• [Problem description]:
Render this sentence from the keto brownie thread below into Spanish: "You can always tell a guy who has been following a strict diet."

• [Passage]:
# KETO brownies



## Concreteguy (Feb 14, 2018)

I have figured out a brownie I have with my coffee that's 100% keto and works pretty good.

1/2 cup egg whites
1/2 cup chocolate whey
1 teaspoon baking soda
4 packs of sweat and low
mix it up and microwave for 1 1/2 minutes

 BAM.........chocolate brownie baby!  ((((((ZERO carbs))))))))


----------



## srd1 (Feb 14, 2018)

Gonna have to try this one out


----------



## Czworeczki (Feb 14, 2018)

Thank you for sharing concretguy, i will try them


----------



## Concreteguy (Feb 14, 2018)

Czworeczki, Welcome to AnaSci brother! Good to see another Irish member here. lol.  Keep on posting friend!


----------



## kevin666 (Feb 14, 2018)

Thanks.

Definitely trying these, I need something sweet. I'm not on keto, I may add some walnuts lol

My wife however will make these to your specs to have them zero cals.


----------



## ASHOP (Feb 15, 2018)

I love brownies,,will try this for sure!


----------



## pesty4077 (Feb 16, 2018)

You can always tell a guy who has been following a strict diet. He finds real ingenius ways to make things taste good.


----------



## Concreteguy (Feb 16, 2018)

UpDate: You have to add 4 packs of sweetener. As it expands like a cake the sweetener is too spread out and just needs more for it to take right. IMO.


----------



## j4ever (May 26, 2018)

damn i just pulled this up to give it a try and have no egg whites on hand.


----------



## GearPro (May 29, 2018)

Sounds yummy. Going to give this one a try. Thanks CG.


----------

• [Provided data]:
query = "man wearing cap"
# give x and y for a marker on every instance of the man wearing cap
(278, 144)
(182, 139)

• [Exercise solution]:
Siempre se nota cuando un hombre ha estado siguiendo una dieta estricta.